··· DATA RECORDS ···
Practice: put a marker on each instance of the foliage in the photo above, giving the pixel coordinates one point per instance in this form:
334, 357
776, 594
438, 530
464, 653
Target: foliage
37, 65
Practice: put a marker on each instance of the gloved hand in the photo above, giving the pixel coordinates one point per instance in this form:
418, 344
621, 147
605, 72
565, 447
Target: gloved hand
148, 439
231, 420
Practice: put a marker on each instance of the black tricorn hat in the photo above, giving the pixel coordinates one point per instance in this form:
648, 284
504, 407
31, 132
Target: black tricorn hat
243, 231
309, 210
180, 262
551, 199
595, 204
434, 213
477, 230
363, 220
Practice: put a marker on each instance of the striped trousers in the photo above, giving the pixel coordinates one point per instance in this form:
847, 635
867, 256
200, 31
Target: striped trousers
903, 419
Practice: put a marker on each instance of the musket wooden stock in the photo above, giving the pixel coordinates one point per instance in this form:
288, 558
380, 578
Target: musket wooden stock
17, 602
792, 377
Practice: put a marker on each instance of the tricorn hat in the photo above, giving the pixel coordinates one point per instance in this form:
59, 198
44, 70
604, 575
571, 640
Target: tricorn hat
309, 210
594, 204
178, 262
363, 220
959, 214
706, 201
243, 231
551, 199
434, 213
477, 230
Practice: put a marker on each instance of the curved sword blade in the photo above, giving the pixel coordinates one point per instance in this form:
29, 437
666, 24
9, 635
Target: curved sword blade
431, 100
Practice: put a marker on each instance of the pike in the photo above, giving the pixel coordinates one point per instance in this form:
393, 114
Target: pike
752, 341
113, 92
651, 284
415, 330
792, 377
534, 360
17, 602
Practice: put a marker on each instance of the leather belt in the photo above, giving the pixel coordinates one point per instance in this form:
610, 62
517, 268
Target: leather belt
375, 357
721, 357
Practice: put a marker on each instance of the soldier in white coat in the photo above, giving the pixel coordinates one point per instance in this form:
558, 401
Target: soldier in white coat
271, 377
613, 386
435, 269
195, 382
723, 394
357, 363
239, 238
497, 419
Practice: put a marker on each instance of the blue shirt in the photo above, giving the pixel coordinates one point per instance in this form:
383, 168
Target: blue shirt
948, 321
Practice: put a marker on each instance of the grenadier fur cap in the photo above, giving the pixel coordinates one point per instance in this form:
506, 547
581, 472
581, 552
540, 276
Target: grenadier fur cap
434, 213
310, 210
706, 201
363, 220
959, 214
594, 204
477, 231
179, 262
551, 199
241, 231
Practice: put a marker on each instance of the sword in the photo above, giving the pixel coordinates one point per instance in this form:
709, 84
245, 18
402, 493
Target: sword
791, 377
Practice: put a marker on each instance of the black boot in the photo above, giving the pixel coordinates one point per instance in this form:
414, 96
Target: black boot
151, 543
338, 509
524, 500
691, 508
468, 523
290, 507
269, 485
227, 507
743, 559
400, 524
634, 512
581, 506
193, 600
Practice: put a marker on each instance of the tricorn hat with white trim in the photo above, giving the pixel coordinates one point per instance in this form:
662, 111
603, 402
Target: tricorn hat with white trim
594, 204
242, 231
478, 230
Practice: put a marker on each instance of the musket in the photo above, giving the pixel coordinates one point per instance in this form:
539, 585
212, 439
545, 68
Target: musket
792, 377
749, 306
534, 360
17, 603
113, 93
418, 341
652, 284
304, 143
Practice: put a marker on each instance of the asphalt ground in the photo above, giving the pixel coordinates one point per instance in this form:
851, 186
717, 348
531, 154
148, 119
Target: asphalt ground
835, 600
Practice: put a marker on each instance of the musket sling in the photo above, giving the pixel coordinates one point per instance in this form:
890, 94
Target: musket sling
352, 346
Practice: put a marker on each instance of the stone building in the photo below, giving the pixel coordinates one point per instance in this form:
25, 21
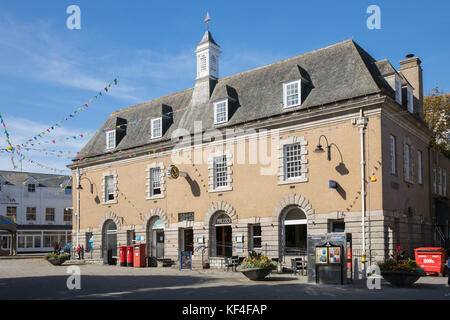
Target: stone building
41, 206
260, 159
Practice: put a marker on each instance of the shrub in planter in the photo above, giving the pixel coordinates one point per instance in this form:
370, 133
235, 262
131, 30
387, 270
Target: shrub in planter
400, 270
256, 266
57, 259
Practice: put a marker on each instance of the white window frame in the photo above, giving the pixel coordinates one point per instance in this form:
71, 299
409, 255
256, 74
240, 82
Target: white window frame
27, 213
419, 167
285, 94
149, 183
152, 129
108, 173
409, 100
299, 151
47, 213
407, 163
108, 139
393, 153
252, 237
216, 106
155, 182
223, 181
31, 187
109, 189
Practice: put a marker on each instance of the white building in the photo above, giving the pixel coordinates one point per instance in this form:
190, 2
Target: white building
40, 204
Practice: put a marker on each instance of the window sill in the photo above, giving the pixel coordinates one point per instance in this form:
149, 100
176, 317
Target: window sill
293, 106
222, 189
291, 181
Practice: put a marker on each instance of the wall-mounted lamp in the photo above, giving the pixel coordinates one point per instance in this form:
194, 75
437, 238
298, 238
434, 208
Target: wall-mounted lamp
319, 148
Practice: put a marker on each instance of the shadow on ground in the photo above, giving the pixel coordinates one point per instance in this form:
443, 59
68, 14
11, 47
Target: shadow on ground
187, 287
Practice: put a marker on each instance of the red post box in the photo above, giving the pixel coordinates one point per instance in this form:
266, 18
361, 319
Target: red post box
432, 260
139, 255
129, 256
123, 256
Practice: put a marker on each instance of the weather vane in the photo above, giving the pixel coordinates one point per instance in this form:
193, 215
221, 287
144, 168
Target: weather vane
207, 19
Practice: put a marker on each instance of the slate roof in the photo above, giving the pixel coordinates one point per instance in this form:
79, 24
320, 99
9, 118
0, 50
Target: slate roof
45, 180
330, 74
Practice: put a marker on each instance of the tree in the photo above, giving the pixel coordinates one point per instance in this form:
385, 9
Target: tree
436, 108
···
STATED TASK.
Quote the data above in full, leaving out the pictures it holds.

EXERCISE RESPONSE.
Practice: put a marker on each instance of the foliage in the photo above, giving the pixel coordinates one point per instance in this form:
334, 357
776, 594
438, 530
464, 653
Target: foliage
37, 65
Practice: put a marker on each instance of the gloved hand in the photo above, giving the pixel coordinates one point per instance in this form:
418, 344
621, 147
605, 72
565, 447
Target: gloved hand
148, 439
231, 420
Practice: put a marker on each instance of the black tricorn hat in the photo above, giving the pixel coordinates one point per instance in this form:
648, 284
504, 407
31, 132
Target: black tricorn hat
243, 231
309, 210
180, 262
551, 199
595, 204
434, 213
477, 230
363, 220
Practice: put a marker on each instance of the striped trousers in the photo above, giving the pixel coordinates one point per instance in this form:
847, 635
867, 256
200, 31
Target: striped trousers
903, 419
Practice: put a marker on each instance of the musket wooden stock in the photo above, giving the pixel coordinates one point per instance in this form:
288, 558
380, 578
Target: musket wooden stock
17, 602
792, 377
Practice: put a marker on each instance of the tricorn hat in the photo above, giving the pixel coordinates one point per instance in this form:
59, 198
44, 70
604, 575
571, 640
Target: tricorn hat
309, 210
594, 204
178, 262
363, 220
959, 214
706, 201
243, 231
551, 199
434, 213
477, 230
Practice: put a marker on each instance of the curved sword blade in the photo above, giving the pixel coordinates one point per instance in this form:
29, 437
666, 24
9, 635
Target: curved sword blade
431, 100
Practice: put a marker on each instance of the pike in the photo above, giving the pixel coordinates one point per instance in this form:
393, 114
Target: pike
752, 341
113, 92
651, 284
415, 330
792, 377
534, 360
17, 602
Practice: put a marker on each instance of the leather belt in the photo above, giving the pixel coordinates one point per instance in this form:
610, 62
517, 268
Target: leather belt
375, 357
721, 357
Practice: put a marker on each instance of the soldier in white coat in the photo above, giving the pixel coordinates one point per instance in this form:
558, 401
Target: soldier in white coat
271, 377
613, 386
435, 269
195, 382
723, 394
357, 363
239, 238
497, 419
Practice: put a marker on each instance of the blue shirt in the photo above, giving the pixel coordinates one point per instance in this form:
383, 168
Target: blue shirt
948, 321
Practice: put a marker on each instance of the grenadier fur cap in the photo above, giving the pixel coordinates one point per instance in this form:
506, 547
581, 472
581, 552
540, 276
Target: grenadier fur cap
434, 213
310, 210
706, 201
363, 220
959, 214
594, 204
477, 231
179, 262
551, 199
241, 231
Practice: put a marker on each instance of the sword in the photo above, giving the pixel coordinates one point per instance in this form:
709, 84
245, 18
402, 493
Target: sword
791, 377
Practice: put a marker on each instance of the black boot in the photo above, giving the pixel coordinates one point per instance in this form:
414, 96
Target: black boot
151, 543
338, 509
524, 500
691, 508
468, 523
290, 507
269, 485
227, 507
743, 559
400, 524
634, 512
581, 506
193, 600
Practice: put a marker on each instance of the tricorn hat with white trim in the photo above, giving the pixel coordinates one point per instance in this form:
662, 111
603, 402
Target: tricorn hat with white trim
594, 204
242, 231
478, 230
Practice: put a marker on each instance of the musket in the photo above, giving the pixel coordinates one point per instance in this form:
539, 585
212, 439
545, 68
Target: musket
792, 377
749, 306
534, 360
17, 603
113, 93
418, 341
652, 284
304, 143
Practice: put a marker on each instance of the asphalt ground in the photo above, giving the pixel coordinates one point per instance in this form:
851, 186
717, 348
531, 154
148, 119
Target: asphalt ground
835, 600
Practice: put a marker on each instance of the musket sling in the photo above, giving the pixel coordinates one point per instance in this form:
890, 94
Target: musket sling
352, 346
Practice: put a marker on each instance of the stone building in the photo below, giving the pixel coordinates one point per instance in this form:
25, 21
Target: stone building
41, 206
260, 159
Practice: put a marker on each instance of the shrub in planter in the photo above, giving the pixel coordinates one point per instance in this form:
370, 133
235, 262
131, 30
387, 270
Target: shrub in planter
400, 270
256, 266
57, 259
Practice: put a marker on each instance of the white window frame in the photo above, giving the pixel coordinates one point per instance in this form:
71, 299
409, 255
256, 74
240, 82
Target: white window frame
27, 213
419, 167
285, 94
149, 183
152, 129
108, 173
409, 100
299, 151
47, 213
407, 163
108, 139
393, 153
252, 237
216, 106
155, 182
223, 181
31, 187
109, 189
Practice: put a marker on each instance of the white building in the photo above, giving the pixel coordinates one point per instance in this form:
190, 2
Target: white building
40, 204
Practice: put a marker on each instance of the window sill in the photo above, giving the pixel coordinates one point per instance in this form:
149, 100
176, 317
Target: window sill
293, 106
222, 189
291, 181
Practice: put a marker on each instance of the wall-mounted lamp in the photo above, giving the pixel coordinates one point per instance in this form:
194, 75
437, 238
298, 238
434, 208
Target: wall-mounted lamp
319, 148
Practice: put a marker on each instance of the shadow on ground in the photo above, giving the pixel coordinates one point per instance in this form:
443, 59
68, 14
11, 47
Target: shadow on ground
187, 287
Practice: put a marker on each instance of the red post box in the photo above, giving the pixel coordinates one point per instance in this form:
266, 18
361, 319
Target: red post box
432, 260
139, 255
129, 256
123, 256
Practice: put a marker on each instance of the weather vane in the photo above, giving the pixel coordinates one point per instance in this form:
193, 215
221, 287
144, 168
Target: weather vane
207, 19
Practice: put a marker on each instance of the slate roof in the photo above, giving the pixel coordinates one point per instance in this form:
79, 24
320, 99
9, 118
0, 50
Target: slate roof
45, 180
330, 74
Practice: put a marker on each instance of the tree in the photo above, giving the pixel coordinates one point per instance in this form:
385, 9
Target: tree
436, 108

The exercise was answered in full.